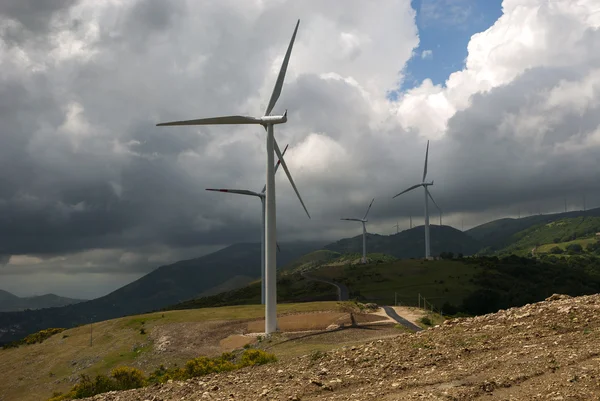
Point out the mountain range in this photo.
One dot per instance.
(10, 302)
(239, 264)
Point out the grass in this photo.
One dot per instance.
(438, 280)
(563, 245)
(51, 364)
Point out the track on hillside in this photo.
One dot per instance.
(392, 313)
(343, 292)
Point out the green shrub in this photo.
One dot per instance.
(253, 357)
(34, 338)
(127, 378)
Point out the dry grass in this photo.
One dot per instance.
(54, 365)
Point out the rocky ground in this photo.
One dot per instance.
(544, 351)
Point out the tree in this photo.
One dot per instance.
(574, 249)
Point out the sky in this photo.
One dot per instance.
(93, 195)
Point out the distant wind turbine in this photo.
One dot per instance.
(267, 121)
(261, 196)
(363, 220)
(427, 196)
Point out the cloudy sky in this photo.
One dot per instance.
(93, 195)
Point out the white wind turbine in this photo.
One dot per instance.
(267, 121)
(427, 197)
(261, 196)
(363, 220)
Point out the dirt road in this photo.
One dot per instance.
(544, 351)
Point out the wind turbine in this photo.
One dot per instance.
(267, 121)
(261, 196)
(427, 196)
(438, 208)
(363, 220)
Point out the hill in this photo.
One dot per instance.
(474, 285)
(563, 234)
(544, 351)
(10, 302)
(164, 286)
(411, 243)
(34, 372)
(498, 234)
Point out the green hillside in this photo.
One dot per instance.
(499, 234)
(164, 286)
(10, 302)
(563, 233)
(411, 243)
(473, 285)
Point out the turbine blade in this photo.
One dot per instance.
(276, 166)
(215, 121)
(287, 172)
(369, 208)
(281, 76)
(426, 156)
(406, 190)
(235, 191)
(431, 197)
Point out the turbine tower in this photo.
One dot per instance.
(363, 220)
(427, 196)
(261, 196)
(268, 121)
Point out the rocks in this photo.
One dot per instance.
(541, 351)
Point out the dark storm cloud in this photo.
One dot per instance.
(84, 167)
(34, 17)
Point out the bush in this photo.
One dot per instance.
(127, 378)
(256, 357)
(574, 249)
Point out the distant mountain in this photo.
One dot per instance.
(498, 234)
(557, 237)
(411, 243)
(10, 302)
(227, 269)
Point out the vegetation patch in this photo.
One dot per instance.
(34, 338)
(126, 378)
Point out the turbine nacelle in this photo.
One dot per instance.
(272, 120)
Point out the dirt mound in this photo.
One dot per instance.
(544, 351)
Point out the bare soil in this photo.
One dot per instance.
(545, 351)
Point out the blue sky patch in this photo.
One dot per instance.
(445, 28)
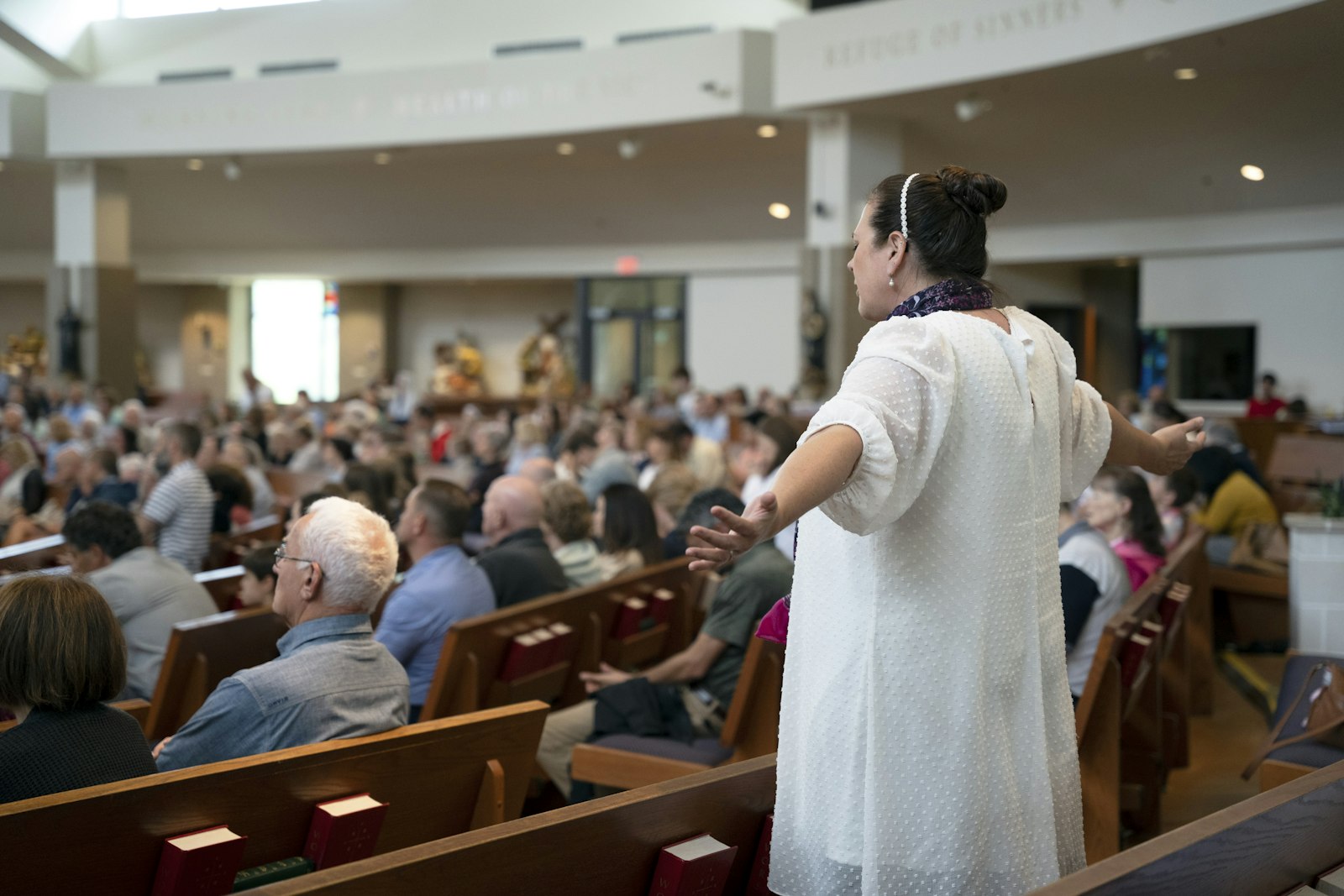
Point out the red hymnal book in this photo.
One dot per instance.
(1132, 658)
(344, 831)
(526, 654)
(199, 864)
(660, 605)
(696, 867)
(628, 617)
(564, 651)
(759, 880)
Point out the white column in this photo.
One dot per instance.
(847, 156)
(92, 273)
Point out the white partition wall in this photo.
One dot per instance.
(1294, 297)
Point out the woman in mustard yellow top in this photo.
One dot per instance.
(1234, 500)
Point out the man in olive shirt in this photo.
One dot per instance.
(707, 671)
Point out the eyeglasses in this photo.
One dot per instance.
(281, 555)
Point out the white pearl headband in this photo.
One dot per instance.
(905, 190)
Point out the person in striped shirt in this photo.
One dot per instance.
(179, 511)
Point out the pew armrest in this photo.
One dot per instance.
(624, 768)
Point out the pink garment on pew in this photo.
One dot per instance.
(774, 625)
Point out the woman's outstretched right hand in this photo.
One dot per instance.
(734, 537)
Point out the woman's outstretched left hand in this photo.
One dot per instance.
(734, 537)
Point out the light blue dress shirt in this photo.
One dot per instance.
(440, 590)
(331, 680)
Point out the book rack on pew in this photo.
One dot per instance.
(1132, 719)
(33, 555)
(1261, 846)
(440, 778)
(752, 730)
(606, 846)
(475, 651)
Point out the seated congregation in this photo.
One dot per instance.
(302, 604)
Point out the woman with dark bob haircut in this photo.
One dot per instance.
(60, 656)
(927, 730)
(624, 520)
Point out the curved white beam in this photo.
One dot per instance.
(905, 46)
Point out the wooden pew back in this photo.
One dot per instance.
(604, 846)
(205, 652)
(228, 550)
(1300, 465)
(289, 486)
(1121, 667)
(440, 778)
(753, 723)
(222, 584)
(138, 710)
(1267, 844)
(475, 649)
(33, 555)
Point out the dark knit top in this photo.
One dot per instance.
(54, 752)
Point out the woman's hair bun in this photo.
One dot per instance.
(978, 192)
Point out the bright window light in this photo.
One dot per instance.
(296, 338)
(147, 8)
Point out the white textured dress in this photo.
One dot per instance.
(927, 738)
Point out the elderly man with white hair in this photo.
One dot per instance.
(331, 680)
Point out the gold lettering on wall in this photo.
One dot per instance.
(952, 34)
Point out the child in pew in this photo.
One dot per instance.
(55, 684)
(257, 587)
(696, 684)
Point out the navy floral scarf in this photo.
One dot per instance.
(947, 296)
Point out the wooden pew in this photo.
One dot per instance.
(475, 649)
(1189, 645)
(750, 730)
(1121, 688)
(205, 652)
(1189, 564)
(138, 710)
(1261, 846)
(10, 577)
(440, 778)
(1300, 465)
(604, 846)
(289, 486)
(1260, 436)
(33, 555)
(222, 584)
(228, 550)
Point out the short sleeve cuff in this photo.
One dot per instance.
(1092, 438)
(859, 503)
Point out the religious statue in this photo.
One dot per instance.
(459, 369)
(813, 380)
(27, 355)
(542, 360)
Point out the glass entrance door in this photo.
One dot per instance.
(633, 332)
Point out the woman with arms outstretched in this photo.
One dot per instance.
(927, 735)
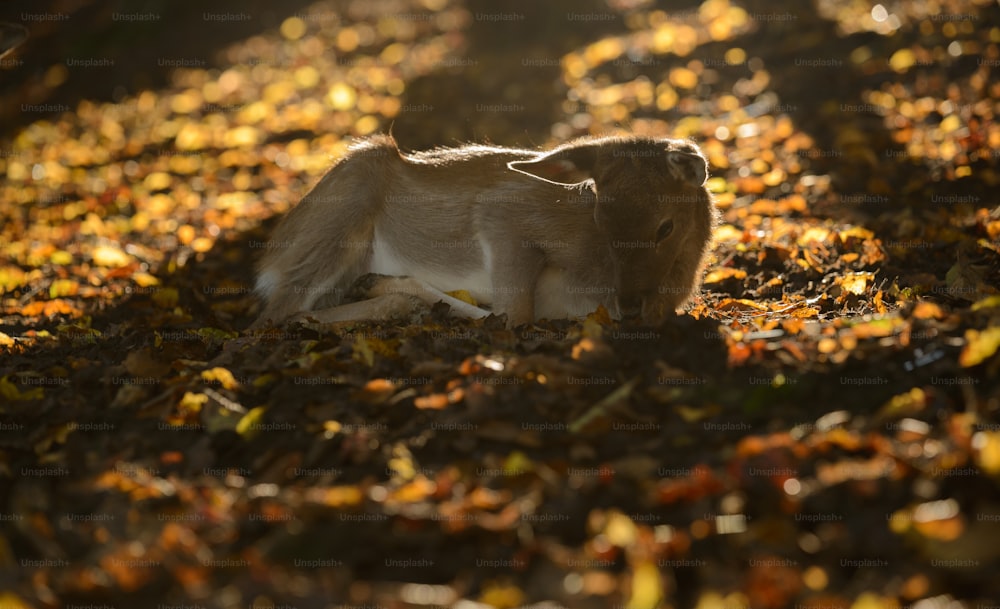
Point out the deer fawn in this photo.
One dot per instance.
(623, 222)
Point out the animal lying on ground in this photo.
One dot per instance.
(623, 222)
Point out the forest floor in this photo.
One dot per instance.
(821, 427)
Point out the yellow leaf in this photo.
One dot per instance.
(110, 256)
(222, 376)
(979, 346)
(145, 280)
(517, 463)
(215, 334)
(620, 530)
(12, 277)
(250, 425)
(192, 402)
(63, 287)
(166, 298)
(725, 273)
(338, 496)
(855, 283)
(502, 596)
(987, 444)
(647, 587)
(61, 258)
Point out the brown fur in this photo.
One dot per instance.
(533, 233)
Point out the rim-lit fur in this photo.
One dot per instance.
(534, 234)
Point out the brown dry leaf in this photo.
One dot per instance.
(647, 586)
(419, 489)
(336, 496)
(143, 363)
(220, 375)
(740, 304)
(434, 401)
(979, 346)
(47, 308)
(724, 273)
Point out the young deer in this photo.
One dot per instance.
(623, 222)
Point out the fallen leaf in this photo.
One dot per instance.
(979, 346)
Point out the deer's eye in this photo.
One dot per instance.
(664, 231)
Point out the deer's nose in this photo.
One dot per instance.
(630, 306)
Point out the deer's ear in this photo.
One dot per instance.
(567, 166)
(686, 163)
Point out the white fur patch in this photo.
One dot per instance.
(386, 261)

★ ★ ★ ★ ★

EXERCISE BRIEF: Reproduce the records above from their first line to the line bearing "Point out the rocks in this photo.", both ends included, leaving every picture out.

SOLUTION TO THE PROBLEM:
Point out the mountain range in this photo.
One dot per instance.
(10, 302)
(239, 264)
Point out the grass in this photo.
One dot per instance.
(438, 280)
(563, 245)
(51, 364)
Point out the track on hillside in this photo.
One dot per instance.
(392, 313)
(343, 292)
Point out the green shrub in this photo.
One dot per instance.
(253, 357)
(34, 338)
(127, 378)
Point out the dry grass in this photo.
One dot per instance.
(54, 365)
Point out the rocky ground in this photo.
One dot per instance.
(544, 351)
Point out the tree in this photo.
One dot per instance.
(574, 249)
Point out the sky in this photo.
One dot per instance.
(93, 195)
Point out the distant wind turbine in this photo.
One dot per instance.
(267, 121)
(261, 196)
(363, 220)
(427, 196)
Point out the cloudy sky in this photo.
One dot per instance.
(93, 195)
Point out the white wind turbine in this photo.
One dot per instance.
(267, 121)
(427, 197)
(261, 196)
(363, 220)
Point out the dirt road in this photo.
One dot per instance.
(544, 351)
Point out the wind turbine in this photo.
One dot per instance.
(267, 121)
(261, 196)
(427, 196)
(438, 208)
(363, 220)
Point out the hill in this photo.
One dot per instance.
(474, 285)
(563, 234)
(544, 351)
(10, 302)
(164, 286)
(411, 243)
(34, 372)
(498, 234)
Point out the green hillside in this photo.
One dot per instance.
(499, 234)
(164, 286)
(10, 302)
(563, 233)
(411, 243)
(473, 285)
Point out the turbine blade in this photo.
One dot per instance.
(276, 166)
(215, 121)
(287, 172)
(369, 208)
(281, 76)
(426, 156)
(406, 190)
(235, 191)
(431, 197)
Point out the turbine tower in this photo.
One dot per instance.
(363, 220)
(427, 196)
(261, 196)
(268, 121)
Point out the rocks in this photo.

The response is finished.